▶ **Exercise aim**
Pick up the essay about letting go of a complicated love and finding love again, and carry it on from its final sentence.

The Complicated Love You Once Knew Does Not Have To Be Your Fate
You will find love again. And it doesn’t have to be the same kind of love that you let go of, the one you set free for a reason.
Sometimes love can spin into an unhealthy cycle.
Sometimes we decide to go back, even when a relationship is toxic or unhealthy or just not right. We get into the mindset that the way people show they truly love each other is by not being able to leave, even when we want to. That making the decision to go back to something that isn’t necessarily making us happy means that love must be able to overcome everything.
But love isn’t always enough, and most of us discover this the hard way.
We learn it through a series of makeups and breakups, through drawn out conversations and periods of stony silence. We learn it through leaving only to return, until realizing that the reasons we left were not magically fixed in our brief absence.
Sometimes you wake up and things are suddenly over, for good. There’s the feeling that this time is different in its finality: the harsh cut off of communication, the feeling that maybe you’ll never find love again.
But you will. You will find love again. And it doesn’t have to be the same kind of love that you let go of, the one you set free for a reason.
Love may very well still be there, in the past, left behind with the person you were once intertwined with, and it’s so difficult to reconcile loving someone with not wanting to be with them. It may take a long time to validate that idea, the fact that love is not synonymous with “right” or “meant to be.”
From as early as we’re able to grasp the idea of romantic love, we’re taught that a relationship is the ultimate goal. That you are meant to become completely lost in another person, that you need another half to complete you.
But we were not born as incomplete halves waiting to be conjoined to another. We are already whole on our own.

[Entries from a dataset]
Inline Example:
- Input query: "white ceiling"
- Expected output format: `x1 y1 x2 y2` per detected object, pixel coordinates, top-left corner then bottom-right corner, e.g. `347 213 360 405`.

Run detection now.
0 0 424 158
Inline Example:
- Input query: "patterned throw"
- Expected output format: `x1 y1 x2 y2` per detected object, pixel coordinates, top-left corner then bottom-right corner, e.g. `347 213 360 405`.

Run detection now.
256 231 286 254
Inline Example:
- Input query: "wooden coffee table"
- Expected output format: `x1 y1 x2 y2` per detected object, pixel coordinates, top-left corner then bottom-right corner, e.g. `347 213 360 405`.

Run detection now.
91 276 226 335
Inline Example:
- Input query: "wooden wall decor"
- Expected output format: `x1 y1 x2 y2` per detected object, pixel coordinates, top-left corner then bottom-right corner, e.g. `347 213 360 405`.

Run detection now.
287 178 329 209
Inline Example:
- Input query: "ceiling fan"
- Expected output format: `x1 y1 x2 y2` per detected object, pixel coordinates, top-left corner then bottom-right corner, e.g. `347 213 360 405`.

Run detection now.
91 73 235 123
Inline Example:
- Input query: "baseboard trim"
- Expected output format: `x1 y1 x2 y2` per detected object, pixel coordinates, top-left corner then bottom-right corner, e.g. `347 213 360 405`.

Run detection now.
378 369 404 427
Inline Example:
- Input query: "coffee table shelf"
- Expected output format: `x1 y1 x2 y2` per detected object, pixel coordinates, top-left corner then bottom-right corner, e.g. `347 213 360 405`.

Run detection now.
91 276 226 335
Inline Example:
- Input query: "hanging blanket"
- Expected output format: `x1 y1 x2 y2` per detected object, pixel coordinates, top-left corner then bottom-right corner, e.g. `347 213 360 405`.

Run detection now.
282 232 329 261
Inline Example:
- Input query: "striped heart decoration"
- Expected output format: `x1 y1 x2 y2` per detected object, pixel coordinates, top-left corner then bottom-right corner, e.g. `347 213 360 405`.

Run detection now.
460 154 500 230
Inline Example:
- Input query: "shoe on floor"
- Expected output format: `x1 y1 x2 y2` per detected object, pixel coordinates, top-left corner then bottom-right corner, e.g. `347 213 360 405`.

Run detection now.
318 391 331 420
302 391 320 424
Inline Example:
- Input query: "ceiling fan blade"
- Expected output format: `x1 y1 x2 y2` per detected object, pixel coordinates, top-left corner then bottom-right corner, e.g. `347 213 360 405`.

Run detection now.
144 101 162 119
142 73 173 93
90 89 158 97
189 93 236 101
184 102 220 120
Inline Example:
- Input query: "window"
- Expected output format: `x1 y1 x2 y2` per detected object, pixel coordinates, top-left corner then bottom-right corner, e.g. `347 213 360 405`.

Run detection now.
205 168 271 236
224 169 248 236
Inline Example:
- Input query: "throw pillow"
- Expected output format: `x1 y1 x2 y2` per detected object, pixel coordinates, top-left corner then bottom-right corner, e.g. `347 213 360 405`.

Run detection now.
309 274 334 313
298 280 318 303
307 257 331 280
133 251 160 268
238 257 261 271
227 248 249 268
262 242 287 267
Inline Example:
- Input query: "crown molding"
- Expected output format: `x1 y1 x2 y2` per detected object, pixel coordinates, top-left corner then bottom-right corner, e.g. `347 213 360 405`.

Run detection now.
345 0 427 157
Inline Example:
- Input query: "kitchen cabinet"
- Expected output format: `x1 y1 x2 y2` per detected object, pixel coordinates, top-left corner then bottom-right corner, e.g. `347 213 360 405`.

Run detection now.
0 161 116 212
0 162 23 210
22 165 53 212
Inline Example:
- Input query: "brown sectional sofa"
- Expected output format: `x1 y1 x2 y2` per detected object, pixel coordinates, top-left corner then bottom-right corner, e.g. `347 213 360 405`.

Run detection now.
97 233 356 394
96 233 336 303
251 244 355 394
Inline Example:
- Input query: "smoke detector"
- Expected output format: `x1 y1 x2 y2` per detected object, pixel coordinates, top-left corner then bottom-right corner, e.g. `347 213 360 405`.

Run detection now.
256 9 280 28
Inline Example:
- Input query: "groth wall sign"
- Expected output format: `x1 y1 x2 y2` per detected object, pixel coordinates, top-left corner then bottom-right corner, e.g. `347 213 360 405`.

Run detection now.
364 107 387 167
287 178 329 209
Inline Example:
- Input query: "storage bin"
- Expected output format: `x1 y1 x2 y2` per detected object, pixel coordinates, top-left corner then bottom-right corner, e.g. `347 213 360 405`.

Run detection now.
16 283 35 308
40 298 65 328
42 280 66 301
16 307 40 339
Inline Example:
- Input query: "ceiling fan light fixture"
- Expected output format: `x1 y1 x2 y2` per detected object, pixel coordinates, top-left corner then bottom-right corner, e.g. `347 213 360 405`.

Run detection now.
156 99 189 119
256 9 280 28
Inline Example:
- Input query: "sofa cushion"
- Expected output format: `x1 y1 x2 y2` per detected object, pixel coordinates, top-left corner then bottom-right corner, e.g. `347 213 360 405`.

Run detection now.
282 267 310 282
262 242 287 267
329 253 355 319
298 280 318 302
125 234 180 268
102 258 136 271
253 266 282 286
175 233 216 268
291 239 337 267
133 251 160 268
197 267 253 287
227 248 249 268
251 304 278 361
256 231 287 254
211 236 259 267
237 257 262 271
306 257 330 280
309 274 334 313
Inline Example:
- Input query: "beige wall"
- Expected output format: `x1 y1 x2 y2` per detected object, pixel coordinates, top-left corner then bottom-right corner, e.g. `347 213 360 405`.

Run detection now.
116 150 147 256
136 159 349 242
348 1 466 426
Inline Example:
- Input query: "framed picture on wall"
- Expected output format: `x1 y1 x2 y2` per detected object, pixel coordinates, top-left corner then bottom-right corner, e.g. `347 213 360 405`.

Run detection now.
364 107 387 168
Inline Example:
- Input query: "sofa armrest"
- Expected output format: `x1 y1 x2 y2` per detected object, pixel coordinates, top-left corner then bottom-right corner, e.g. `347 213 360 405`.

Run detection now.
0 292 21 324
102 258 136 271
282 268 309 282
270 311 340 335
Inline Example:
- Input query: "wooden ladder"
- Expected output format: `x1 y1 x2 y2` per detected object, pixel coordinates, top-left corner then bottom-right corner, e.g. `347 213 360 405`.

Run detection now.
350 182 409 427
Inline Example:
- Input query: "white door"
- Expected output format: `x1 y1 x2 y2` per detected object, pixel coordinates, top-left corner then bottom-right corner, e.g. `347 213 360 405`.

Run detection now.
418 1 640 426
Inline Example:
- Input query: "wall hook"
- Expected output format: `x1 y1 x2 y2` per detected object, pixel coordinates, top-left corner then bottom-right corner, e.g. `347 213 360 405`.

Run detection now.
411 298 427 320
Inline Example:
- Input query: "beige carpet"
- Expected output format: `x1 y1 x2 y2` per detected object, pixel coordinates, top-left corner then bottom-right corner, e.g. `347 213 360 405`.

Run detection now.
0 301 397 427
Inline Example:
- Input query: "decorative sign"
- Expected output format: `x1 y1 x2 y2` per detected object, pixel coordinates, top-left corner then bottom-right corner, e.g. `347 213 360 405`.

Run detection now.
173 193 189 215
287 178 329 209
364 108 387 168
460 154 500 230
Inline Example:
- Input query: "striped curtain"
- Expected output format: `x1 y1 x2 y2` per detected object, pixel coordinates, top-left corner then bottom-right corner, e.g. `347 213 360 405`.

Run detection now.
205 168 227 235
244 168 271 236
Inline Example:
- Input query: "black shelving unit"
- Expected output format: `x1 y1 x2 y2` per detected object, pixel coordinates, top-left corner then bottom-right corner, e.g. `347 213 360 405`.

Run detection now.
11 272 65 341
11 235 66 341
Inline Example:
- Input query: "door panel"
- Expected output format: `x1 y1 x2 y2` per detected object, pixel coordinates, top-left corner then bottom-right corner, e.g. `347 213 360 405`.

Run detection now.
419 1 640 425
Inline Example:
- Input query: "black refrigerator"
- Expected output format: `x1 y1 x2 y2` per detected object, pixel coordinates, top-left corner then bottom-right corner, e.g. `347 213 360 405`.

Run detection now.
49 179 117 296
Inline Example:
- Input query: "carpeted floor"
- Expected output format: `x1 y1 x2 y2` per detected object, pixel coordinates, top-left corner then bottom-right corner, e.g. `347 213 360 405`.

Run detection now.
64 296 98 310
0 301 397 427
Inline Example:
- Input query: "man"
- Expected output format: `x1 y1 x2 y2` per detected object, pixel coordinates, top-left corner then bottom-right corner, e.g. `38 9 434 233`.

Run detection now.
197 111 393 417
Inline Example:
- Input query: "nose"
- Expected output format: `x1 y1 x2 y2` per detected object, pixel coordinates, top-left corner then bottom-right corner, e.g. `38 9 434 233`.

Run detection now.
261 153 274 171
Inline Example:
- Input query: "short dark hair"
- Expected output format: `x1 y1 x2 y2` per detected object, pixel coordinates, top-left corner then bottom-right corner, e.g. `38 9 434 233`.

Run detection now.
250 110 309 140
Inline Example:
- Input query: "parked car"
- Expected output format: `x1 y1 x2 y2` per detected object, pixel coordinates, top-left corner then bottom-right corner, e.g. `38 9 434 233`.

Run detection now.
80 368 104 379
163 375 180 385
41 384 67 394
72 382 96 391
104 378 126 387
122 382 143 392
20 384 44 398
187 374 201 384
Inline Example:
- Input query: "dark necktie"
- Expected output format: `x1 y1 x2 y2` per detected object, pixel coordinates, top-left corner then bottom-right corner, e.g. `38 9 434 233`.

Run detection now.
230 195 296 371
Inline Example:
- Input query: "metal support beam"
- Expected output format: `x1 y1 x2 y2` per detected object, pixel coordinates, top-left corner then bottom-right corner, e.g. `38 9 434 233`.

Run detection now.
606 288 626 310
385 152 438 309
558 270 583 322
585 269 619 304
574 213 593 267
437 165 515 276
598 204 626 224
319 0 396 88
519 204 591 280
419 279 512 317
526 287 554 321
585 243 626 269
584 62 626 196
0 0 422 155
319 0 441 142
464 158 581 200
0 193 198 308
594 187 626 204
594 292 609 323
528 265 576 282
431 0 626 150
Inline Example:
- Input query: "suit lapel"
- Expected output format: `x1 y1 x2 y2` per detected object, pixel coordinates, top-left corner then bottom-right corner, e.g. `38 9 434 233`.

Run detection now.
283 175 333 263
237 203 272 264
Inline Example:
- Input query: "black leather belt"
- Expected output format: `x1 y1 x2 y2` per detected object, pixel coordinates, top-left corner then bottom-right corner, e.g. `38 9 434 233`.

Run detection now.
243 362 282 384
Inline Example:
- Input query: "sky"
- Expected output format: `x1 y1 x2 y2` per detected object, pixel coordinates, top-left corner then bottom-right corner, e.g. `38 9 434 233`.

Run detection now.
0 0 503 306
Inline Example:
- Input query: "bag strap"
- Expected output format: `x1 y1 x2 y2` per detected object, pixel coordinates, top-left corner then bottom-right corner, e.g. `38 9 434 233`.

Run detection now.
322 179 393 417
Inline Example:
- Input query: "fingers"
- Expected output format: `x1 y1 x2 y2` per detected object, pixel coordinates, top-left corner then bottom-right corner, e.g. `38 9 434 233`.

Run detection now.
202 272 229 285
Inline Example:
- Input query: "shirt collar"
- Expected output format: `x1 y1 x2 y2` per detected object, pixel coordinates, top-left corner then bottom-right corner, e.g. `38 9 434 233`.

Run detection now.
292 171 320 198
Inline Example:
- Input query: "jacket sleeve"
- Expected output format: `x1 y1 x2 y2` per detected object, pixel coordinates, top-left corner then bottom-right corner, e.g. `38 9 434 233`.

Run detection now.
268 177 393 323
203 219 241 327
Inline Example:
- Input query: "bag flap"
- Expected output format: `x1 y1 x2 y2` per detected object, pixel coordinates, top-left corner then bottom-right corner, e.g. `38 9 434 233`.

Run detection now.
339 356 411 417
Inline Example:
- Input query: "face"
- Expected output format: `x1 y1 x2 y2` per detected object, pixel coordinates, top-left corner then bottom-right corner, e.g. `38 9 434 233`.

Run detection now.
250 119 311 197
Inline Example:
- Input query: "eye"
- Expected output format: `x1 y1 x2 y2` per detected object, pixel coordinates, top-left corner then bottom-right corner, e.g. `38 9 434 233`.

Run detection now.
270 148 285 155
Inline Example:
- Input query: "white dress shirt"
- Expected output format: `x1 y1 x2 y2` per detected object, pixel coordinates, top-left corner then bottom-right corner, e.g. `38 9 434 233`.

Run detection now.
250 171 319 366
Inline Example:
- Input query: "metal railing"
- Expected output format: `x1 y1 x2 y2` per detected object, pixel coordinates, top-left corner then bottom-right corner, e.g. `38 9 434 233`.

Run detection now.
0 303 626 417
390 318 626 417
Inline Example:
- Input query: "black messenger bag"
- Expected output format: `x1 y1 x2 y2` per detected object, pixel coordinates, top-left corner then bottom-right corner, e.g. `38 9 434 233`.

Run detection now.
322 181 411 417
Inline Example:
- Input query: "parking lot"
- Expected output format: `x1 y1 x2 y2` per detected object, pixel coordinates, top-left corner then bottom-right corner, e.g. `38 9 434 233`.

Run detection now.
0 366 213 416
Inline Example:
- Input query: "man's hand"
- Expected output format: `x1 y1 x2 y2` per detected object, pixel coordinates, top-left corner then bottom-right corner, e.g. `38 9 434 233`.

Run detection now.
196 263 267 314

▶ **Expected output**
You need to realize this before you find your next love; that life does not need to be a constant chase of searching for your “soulmate.” Because there is so much life to live, so much more than chasing the idea of a person. There are so many other passions to follow, so many other things that will add to your wholeness.
It’s more than okay to want to be in love, but don’t repeat the mistake of letting it consume and define you.
When love finally finds you again, know that it does not have to be the same as your other loves. You do not need to repeat the mistakes of the past and love does not need to be the main focus of your livelihood for it to be fulfilling.
Yes, love is always complicated at certain points in any relationship, but it shouldn’t be overwhelmingly so. It shouldn’t be toxic and it shouldn’t be two people who find themselves unable to leave, even when they want to.
Love should always be wanted.
That’s not to say that it is always easy and that there are never any doubts, because of course it isn’t and of course there are. But love should never be a tug of war, one person pulling while the other tries to stand their ground, the forces shifting in intensity as time goes on.
Lovers should balance each other, always.
So don’t be afraid to let go. Don’t convince yourself to stay because you think you will never find another.
You can.
You will.
And when you do, you can make it different.